■ Records for this exercise
+-------+
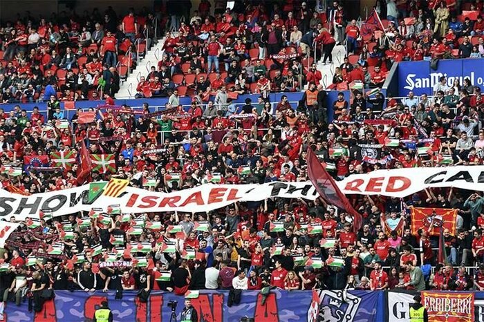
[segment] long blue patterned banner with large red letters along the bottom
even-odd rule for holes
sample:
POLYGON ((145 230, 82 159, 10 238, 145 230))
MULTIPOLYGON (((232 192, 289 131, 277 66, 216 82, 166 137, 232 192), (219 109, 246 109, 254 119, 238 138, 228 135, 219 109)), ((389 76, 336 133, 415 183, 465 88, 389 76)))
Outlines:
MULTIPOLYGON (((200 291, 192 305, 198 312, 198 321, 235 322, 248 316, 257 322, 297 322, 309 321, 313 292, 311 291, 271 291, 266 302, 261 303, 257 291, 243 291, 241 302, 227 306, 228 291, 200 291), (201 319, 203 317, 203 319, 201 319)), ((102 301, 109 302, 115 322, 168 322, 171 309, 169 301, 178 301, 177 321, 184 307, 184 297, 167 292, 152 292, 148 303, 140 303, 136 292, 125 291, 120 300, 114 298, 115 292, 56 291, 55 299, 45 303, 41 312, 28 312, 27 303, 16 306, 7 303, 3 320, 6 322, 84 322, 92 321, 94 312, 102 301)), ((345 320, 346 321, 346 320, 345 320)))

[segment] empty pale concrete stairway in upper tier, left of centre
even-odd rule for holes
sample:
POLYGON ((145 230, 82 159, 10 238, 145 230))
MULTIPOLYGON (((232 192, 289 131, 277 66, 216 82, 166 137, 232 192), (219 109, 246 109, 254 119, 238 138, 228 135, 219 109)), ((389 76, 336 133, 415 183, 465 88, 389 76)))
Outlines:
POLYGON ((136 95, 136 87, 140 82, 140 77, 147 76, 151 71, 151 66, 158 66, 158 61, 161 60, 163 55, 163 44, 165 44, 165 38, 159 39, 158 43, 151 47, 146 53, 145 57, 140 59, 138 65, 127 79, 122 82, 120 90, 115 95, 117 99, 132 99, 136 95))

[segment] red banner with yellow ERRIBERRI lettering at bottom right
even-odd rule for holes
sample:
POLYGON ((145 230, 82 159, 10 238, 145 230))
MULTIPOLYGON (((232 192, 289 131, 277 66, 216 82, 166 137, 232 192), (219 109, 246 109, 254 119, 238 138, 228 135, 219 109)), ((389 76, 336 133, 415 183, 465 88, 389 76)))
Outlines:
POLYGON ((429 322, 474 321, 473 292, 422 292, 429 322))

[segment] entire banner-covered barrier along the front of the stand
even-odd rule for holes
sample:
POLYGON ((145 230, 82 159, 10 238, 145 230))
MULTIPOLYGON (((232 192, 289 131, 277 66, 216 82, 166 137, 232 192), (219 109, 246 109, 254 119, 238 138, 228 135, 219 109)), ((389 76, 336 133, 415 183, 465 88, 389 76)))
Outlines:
+-------+
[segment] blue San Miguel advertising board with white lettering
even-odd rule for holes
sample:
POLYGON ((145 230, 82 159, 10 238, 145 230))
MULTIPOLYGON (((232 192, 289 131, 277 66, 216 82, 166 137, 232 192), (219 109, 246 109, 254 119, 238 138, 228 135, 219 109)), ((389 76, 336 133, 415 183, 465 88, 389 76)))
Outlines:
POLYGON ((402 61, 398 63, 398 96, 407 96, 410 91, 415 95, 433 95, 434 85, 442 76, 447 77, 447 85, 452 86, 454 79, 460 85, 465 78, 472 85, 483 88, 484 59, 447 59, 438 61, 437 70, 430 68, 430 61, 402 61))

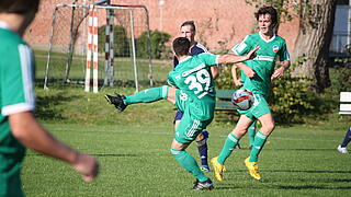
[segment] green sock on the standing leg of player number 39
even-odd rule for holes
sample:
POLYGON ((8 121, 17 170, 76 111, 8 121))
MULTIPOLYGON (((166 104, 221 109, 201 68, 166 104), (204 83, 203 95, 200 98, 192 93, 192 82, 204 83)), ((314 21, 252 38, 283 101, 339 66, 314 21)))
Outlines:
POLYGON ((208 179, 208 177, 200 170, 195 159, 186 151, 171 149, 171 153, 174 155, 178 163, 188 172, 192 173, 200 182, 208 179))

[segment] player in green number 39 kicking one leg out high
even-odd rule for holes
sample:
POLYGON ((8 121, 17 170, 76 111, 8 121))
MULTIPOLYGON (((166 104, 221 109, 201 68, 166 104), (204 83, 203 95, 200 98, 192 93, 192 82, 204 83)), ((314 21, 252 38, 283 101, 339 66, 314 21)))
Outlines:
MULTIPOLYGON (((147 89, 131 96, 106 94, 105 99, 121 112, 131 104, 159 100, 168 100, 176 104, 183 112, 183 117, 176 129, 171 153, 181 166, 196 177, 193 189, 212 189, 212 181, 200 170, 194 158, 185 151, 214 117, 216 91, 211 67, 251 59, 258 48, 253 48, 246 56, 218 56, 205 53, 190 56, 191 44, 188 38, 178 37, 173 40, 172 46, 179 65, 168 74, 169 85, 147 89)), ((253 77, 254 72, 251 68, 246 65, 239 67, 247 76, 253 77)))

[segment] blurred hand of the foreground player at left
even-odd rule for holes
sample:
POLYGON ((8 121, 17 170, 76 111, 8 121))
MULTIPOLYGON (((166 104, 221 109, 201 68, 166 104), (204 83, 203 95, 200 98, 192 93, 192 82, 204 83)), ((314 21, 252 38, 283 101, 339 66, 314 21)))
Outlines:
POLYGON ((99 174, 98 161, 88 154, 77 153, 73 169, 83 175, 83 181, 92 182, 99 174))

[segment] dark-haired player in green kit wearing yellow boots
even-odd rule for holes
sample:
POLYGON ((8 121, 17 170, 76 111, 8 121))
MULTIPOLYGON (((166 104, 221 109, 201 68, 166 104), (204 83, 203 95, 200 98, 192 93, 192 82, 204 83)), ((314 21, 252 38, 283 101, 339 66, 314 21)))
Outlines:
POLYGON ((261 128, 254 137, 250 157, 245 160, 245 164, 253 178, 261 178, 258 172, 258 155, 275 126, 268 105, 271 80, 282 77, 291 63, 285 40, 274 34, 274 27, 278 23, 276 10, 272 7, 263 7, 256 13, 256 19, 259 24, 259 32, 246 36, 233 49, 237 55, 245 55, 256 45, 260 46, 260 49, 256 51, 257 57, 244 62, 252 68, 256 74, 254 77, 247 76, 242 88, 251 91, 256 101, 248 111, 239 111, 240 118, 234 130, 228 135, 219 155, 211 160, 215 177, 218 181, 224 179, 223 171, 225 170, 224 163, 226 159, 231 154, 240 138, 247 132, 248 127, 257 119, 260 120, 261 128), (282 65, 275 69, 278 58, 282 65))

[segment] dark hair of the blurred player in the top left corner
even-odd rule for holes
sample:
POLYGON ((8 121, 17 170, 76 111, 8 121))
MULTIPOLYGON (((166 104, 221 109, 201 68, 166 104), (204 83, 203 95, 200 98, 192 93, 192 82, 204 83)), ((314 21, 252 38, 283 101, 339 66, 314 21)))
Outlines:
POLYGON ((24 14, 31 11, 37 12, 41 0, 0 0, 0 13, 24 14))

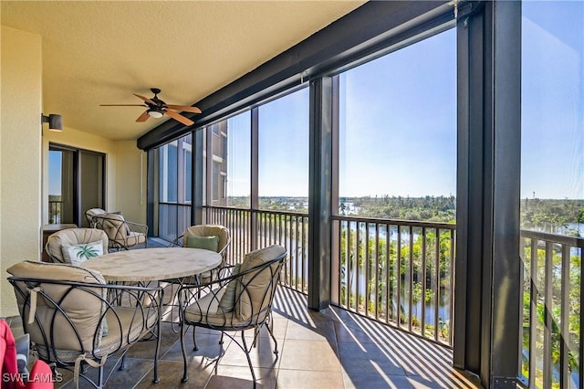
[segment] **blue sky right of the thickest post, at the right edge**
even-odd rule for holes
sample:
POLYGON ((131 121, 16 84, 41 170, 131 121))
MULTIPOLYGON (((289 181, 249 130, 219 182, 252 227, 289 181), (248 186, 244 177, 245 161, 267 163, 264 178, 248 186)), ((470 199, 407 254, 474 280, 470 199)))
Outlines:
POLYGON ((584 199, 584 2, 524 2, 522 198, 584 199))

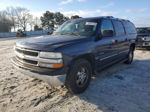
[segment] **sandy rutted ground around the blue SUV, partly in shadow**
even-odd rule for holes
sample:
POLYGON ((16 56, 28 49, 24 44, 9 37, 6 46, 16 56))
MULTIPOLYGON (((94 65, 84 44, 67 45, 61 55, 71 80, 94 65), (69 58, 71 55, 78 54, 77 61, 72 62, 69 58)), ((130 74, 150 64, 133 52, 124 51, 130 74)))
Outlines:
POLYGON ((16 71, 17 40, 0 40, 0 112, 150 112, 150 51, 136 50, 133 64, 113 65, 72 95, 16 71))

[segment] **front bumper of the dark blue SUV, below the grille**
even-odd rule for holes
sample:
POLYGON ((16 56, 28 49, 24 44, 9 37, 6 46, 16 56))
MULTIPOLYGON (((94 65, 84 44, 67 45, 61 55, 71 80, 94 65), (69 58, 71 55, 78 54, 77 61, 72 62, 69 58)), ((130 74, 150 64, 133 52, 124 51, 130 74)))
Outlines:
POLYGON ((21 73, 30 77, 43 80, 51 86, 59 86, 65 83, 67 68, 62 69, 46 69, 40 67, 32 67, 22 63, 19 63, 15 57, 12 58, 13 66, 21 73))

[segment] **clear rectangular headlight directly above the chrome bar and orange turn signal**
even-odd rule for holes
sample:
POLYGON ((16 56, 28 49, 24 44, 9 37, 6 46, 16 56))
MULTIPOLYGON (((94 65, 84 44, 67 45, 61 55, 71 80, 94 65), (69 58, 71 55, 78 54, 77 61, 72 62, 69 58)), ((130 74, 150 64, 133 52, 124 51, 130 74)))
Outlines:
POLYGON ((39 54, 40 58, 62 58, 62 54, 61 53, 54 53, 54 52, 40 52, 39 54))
+-------+
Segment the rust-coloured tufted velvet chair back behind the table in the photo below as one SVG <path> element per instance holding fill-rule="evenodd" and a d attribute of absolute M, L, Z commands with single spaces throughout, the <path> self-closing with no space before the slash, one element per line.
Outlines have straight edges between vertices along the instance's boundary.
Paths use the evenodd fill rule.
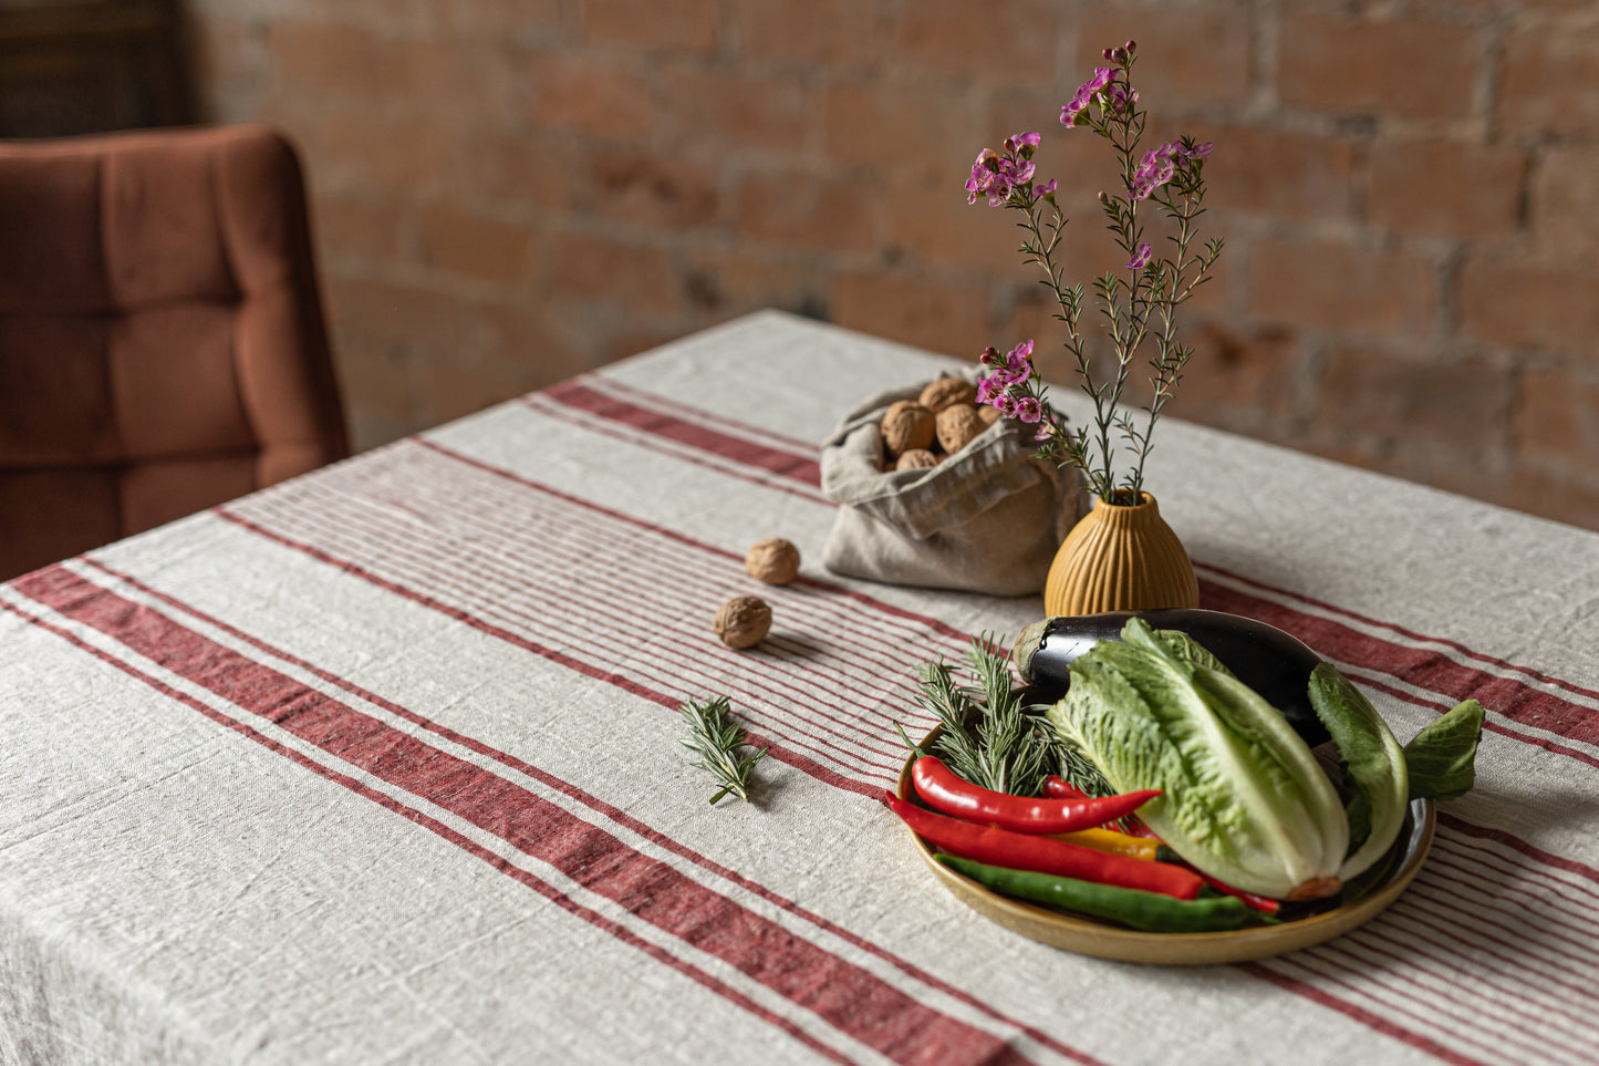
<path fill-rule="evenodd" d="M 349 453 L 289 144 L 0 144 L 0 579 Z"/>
+-------+
■ What the task requires
I need each line from the listing where the word "blue" occurs.

■ Reply to the exercise
[segment] long blue patterned banner with large red letters along the bottom
[segment] blue San Miguel advertising board with white lettering
[segment] **blue sky right of the thickest post, at the right edge**
[segment] **sandy rutted ground around the blue SUV, partly in shadow**
[segment] **front bumper of the dark blue SUV, below the grille**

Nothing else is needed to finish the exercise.